#### MATERIAL PROVIDED:
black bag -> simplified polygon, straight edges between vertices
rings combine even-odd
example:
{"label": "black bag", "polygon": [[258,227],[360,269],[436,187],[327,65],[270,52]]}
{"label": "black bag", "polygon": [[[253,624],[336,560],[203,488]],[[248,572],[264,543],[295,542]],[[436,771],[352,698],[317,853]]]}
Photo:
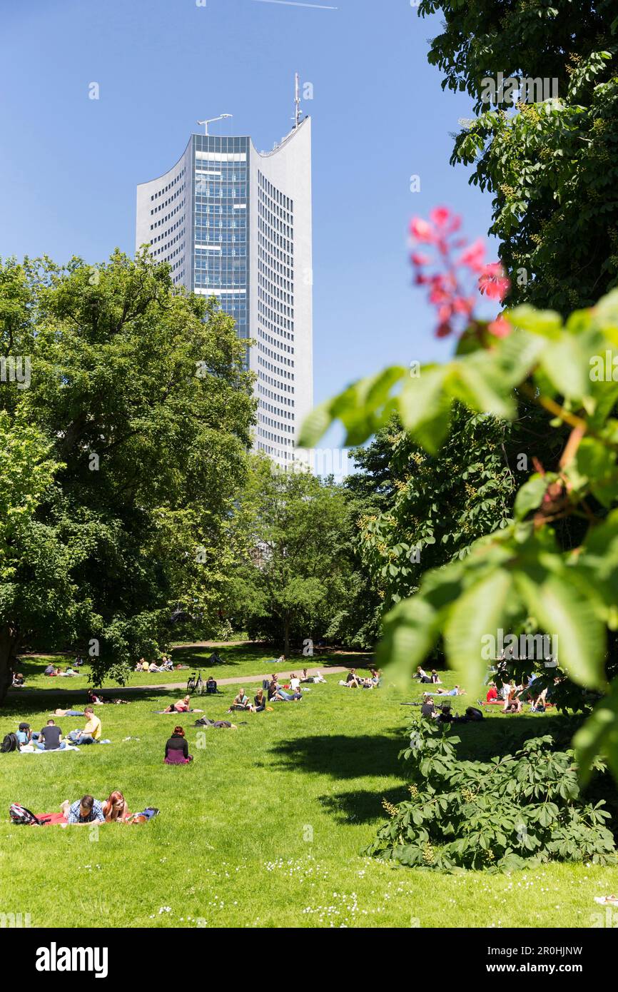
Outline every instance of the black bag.
{"label": "black bag", "polygon": [[43,826],[44,823],[48,823],[50,820],[49,816],[44,819],[39,819],[38,816],[35,816],[34,812],[31,812],[30,809],[27,809],[26,806],[23,806],[20,803],[11,803],[11,806],[9,806],[9,816],[11,817],[11,822],[16,825],[24,824],[27,826]]}
{"label": "black bag", "polygon": [[465,715],[468,717],[469,720],[484,719],[482,712],[480,711],[480,709],[477,709],[476,706],[468,706],[468,708],[465,711]]}
{"label": "black bag", "polygon": [[0,754],[8,754],[9,751],[19,751],[17,734],[6,734],[2,744],[0,744]]}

#### AIM:
Put every line of the rows, from the first line up to and including the line with "Outline every instance of the black bag.", into a Markdown table with the columns Index and Row Text, leaving out blank lines and pictures.

#### SOLUTION TO THE PROBLEM:
| Index | Row Text |
|---|---|
| 1 | black bag -> simplified polygon, straight edges between vertices |
| 2 | rings combine even-odd |
| 3 | example: |
| 4 | {"label": "black bag", "polygon": [[258,227],[360,269],[436,187],[327,65],[270,52]]} |
| 5 | {"label": "black bag", "polygon": [[[253,624],[336,560],[203,488]],[[248,572],[264,543],[295,542]],[[436,771],[352,698],[317,853]]]} |
| 6 | Photo: |
| 7 | Outline every instance of the black bag. |